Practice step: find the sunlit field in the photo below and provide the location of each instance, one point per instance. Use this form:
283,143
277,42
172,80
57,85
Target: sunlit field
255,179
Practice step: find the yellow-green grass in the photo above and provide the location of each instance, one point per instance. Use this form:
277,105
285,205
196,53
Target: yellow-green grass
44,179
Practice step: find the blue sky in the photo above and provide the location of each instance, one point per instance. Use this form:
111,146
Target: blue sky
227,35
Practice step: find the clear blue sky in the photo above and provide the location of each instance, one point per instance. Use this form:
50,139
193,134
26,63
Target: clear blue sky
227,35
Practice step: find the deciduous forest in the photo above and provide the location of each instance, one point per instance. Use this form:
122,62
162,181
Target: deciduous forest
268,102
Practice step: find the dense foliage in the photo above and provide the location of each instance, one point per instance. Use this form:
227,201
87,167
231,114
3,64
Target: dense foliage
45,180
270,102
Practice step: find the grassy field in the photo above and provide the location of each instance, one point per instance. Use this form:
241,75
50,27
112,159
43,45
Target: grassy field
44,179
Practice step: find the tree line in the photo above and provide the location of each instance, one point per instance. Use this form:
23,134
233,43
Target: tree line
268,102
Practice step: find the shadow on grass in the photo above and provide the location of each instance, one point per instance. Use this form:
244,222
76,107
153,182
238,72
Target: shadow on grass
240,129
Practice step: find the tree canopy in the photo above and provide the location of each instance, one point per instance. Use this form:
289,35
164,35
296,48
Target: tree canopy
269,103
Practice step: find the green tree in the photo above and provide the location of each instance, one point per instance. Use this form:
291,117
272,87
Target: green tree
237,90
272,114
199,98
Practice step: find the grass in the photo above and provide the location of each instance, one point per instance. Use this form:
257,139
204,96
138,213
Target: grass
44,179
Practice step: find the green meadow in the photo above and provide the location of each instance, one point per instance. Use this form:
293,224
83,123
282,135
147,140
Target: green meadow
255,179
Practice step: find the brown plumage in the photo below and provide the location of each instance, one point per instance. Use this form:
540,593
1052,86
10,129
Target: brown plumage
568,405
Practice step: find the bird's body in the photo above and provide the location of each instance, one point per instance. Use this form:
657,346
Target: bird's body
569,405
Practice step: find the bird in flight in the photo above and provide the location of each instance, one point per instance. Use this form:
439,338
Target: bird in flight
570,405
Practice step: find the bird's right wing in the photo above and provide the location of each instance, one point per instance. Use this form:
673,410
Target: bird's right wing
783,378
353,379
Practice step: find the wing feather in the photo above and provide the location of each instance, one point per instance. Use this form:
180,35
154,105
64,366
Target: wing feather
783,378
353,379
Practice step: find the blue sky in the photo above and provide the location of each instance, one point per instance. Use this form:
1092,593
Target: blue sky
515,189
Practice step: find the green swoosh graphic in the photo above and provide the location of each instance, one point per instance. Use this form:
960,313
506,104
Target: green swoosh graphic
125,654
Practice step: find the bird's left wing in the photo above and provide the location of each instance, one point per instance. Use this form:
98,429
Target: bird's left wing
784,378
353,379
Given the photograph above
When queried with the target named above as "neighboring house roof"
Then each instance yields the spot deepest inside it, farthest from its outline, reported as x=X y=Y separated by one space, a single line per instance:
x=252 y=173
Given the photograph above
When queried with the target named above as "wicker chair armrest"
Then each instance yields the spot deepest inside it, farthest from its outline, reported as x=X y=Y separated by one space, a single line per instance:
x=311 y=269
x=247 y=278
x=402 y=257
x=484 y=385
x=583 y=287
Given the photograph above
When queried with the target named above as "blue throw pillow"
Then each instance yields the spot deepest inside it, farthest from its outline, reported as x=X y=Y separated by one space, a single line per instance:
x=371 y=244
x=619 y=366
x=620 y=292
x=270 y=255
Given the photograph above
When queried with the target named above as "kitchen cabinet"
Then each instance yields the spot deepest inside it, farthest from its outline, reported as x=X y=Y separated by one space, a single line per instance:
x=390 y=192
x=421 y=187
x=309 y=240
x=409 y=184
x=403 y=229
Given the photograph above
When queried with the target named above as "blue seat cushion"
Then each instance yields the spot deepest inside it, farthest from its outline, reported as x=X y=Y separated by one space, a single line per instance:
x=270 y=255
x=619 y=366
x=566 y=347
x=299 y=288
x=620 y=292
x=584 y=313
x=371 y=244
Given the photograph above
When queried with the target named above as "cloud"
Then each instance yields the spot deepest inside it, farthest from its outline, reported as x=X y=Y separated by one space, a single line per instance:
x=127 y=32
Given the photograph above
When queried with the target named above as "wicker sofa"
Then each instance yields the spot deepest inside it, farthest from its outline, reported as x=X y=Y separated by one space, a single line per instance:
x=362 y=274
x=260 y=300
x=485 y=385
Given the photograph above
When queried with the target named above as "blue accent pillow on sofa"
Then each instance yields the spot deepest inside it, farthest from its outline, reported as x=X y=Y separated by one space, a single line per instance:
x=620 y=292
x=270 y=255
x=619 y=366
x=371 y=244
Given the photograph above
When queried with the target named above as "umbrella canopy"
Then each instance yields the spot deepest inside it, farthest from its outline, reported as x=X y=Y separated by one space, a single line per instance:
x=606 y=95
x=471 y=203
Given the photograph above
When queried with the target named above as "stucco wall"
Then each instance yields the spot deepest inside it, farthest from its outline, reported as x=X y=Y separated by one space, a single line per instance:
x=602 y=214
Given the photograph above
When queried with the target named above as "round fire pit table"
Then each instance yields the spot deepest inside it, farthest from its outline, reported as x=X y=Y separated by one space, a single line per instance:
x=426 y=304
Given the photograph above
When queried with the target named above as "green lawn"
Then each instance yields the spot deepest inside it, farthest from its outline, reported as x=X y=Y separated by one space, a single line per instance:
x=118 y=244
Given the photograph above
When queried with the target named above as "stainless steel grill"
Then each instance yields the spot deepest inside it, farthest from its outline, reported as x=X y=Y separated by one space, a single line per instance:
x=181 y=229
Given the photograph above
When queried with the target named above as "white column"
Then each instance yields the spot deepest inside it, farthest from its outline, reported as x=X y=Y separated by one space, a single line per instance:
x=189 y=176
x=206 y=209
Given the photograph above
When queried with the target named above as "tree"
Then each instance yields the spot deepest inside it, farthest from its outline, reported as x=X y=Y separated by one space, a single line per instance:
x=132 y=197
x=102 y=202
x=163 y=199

REQUEST: Repeat the data precisely, reproducing every entry.

ANSWER FOR THIS EXERCISE:
Practice step: find the sunlit field in the photo below and provide the location of each instance, one point per instance. Use this form:
283,143
277,42
172,80
57,85
Target: sunlit field
255,179
Practice step: find the yellow-green grass in the photo above and provide the location of each instance, one point per instance. Use this form:
277,105
285,205
196,53
Target: yellow-green grass
44,179
Practice step: find the blue sky in the photo above and provide the location of each instance, one point per instance. Use this form:
111,146
Target: blue sky
227,35
Practice step: find the clear blue sky in the photo above and provide the location of each instance, one point per instance. Use this form:
50,139
193,134
26,63
Target: clear blue sky
227,35
Practice step: find the deciduous forest in the photo above and provide the location of each instance, one point per instance. Use this form:
122,62
162,181
Target: deciduous forest
268,102
Practice step: find the dense foliage in the photo above and provide the location of each instance, one point per instance. Use this form:
227,201
87,167
231,114
3,64
Target: dense foliage
45,180
270,102
Practice step: find the grassy field in the photo above and provide the location of each instance, one point per instance. Use this form:
241,75
50,27
112,159
43,45
Target: grassy field
44,179
Practice step: find the tree line in the photo above and provide the location of each instance, one point per instance. Use this form:
23,134
233,43
Target: tree line
268,102
Practice step: find the shadow on grass in the photo above and provide the location of each instance, one point per instance. Use this form:
244,222
76,107
153,182
238,72
Target: shadow on grass
240,129
Practice step: find the tree canopy in the photo above and provide the location of each instance, one point per instance. Use this form:
289,35
164,35
296,48
Target: tree canopy
269,103
Practice step: find the green tree in the photo above and provide the location of each instance, one point per instance. Use this form:
291,117
272,87
Target: green tree
237,90
272,114
199,98
Practice step: find the grass in the photo above and provide the location of each instance, one point per instance. Use this form:
257,139
204,96
138,213
Target: grass
44,179
Practice step: find the green meadow in the photo above and provide the location of each instance, one point per instance. Use this form:
293,224
83,123
282,135
147,140
Target: green meadow
255,179
Practice step: find the brown plumage in the photo below and provide the location of each instance, one point per instance. Use this form:
540,593
1052,86
10,129
Target: brown plumage
568,405
Practice step: find the bird's body in the photo above and provide the location of each instance, one point per instance. Use this form:
657,346
Target: bird's body
569,405
Practice step: find the bird in flight in the photo above and provide the location of each instance, one point per instance. Use this form:
439,338
Target: bird in flight
570,405
Practice step: find the bird's right wing in the photo above and provide the location of each instance, one point per instance. Use this form:
673,410
Target: bird's right wing
783,378
353,379
Practice step: find the wing feather in the photo above and provide the location of each instance, one point per instance. Use this form:
180,35
154,105
64,366
Target: wing feather
783,378
353,379
Practice step: find the blue sky in the photo above and provide the location of each instance, one point per instance. Use this form:
1092,593
Target: blue sky
515,189
Practice step: find the green swoosh graphic in the photo above and provide the location of each instance, one point per instance. Use this form:
960,313
506,104
Target: green swoosh graphic
125,654
Practice step: find the bird's left wing in the photo above and provide the location of each instance, one point per instance. Use this form:
98,429
Target: bird's left wing
784,378
353,379
Given the photograph above
When queried with the target named above as "neighboring house roof"
Then each instance yields the spot deepest inside it, farthest from its outline, reported as x=X y=Y separated by one space, a single line per instance:
x=252 y=173
Given the photograph above
When queried with the target named above as "wicker chair armrest"
Then each instance yields the spot deepest inside it, farthest from its outline, reported as x=X y=Y separated by one space, a single line per instance:
x=311 y=269
x=247 y=278
x=402 y=257
x=484 y=385
x=583 y=287
Given the photograph above
When queried with the target named above as "blue throw pillow"
Then each instance yields the spot deepest inside it, farthest from its outline, reported as x=X y=Y separated by one space, a single line per instance:
x=371 y=244
x=619 y=366
x=620 y=292
x=270 y=255
Given the photograph above
When queried with the target named above as "kitchen cabinet"
Then each instance yields the spot deepest inside it, farthest from its outline, reported as x=X y=Y separated by one space, a single line per instance:
x=390 y=192
x=421 y=187
x=309 y=240
x=409 y=184
x=403 y=229
Given the photograph above
When queried with the target named above as "blue seat cushion"
Then each instance yields the spot deepest inside it, farthest from its outline, reported as x=X y=Y separated by one space, a single line per instance:
x=270 y=255
x=619 y=366
x=566 y=347
x=299 y=288
x=620 y=292
x=584 y=313
x=371 y=244
Given the photograph above
When queried with the target named above as "cloud"
Then each instance yields the spot deepest inside it, farthest from its outline, reported as x=X y=Y separated by one space, a single line per instance:
x=127 y=32
Given the photograph above
When queried with the target named above as "wicker sofa"
Then each instance yields the spot deepest inside it, farthest from its outline, reported as x=X y=Y separated by one space, a single line per instance:
x=362 y=274
x=260 y=300
x=485 y=385
Given the photograph above
When queried with the target named above as "blue accent pillow on sofa"
Then each instance yields the spot deepest inside it, farthest from its outline, reported as x=X y=Y separated by one space, a single line per instance:
x=620 y=292
x=270 y=255
x=619 y=366
x=371 y=244
Given the photograph above
When queried with the target named above as "umbrella canopy"
Then each instance yields the spot deepest inside it, farthest from its outline, reported as x=X y=Y separated by one space, a single line per instance:
x=606 y=95
x=471 y=203
Given the photograph above
When queried with the target named above as "stucco wall"
Then each instance yields the spot deepest inside it, farthest from its outline, reported as x=X y=Y separated by one space, a single line per instance:
x=602 y=214
Given the photograph above
When queried with the target named above as "round fire pit table"
Then each instance yields the spot deepest inside it, farthest from its outline, reported as x=X y=Y separated by one space, a single line per instance:
x=426 y=304
Given the photograph above
When queried with the target named above as "green lawn"
Then each instance yields the spot deepest inside it, farthest from its outline, reported as x=X y=Y separated by one space, a single line per instance:
x=118 y=244
Given the photograph above
When queried with the target named above as "stainless steel grill"
Then each instance yields the spot deepest inside it, farthest from its outline, reported as x=X y=Y separated by one space, a single line per instance:
x=181 y=229
Given the photograph above
When queried with the target named above as "white column"
Then each instance yields the spot deepest inside it, farthest from its outline, reported as x=X y=Y separated by one space, a single line per instance:
x=189 y=176
x=206 y=209
Given the photograph above
When queried with the target named above as "tree"
Then each instance yields the spot deepest inside it, farthest from its outline, reported as x=X y=Y separated by one space, a single line per instance:
x=132 y=197
x=102 y=202
x=163 y=199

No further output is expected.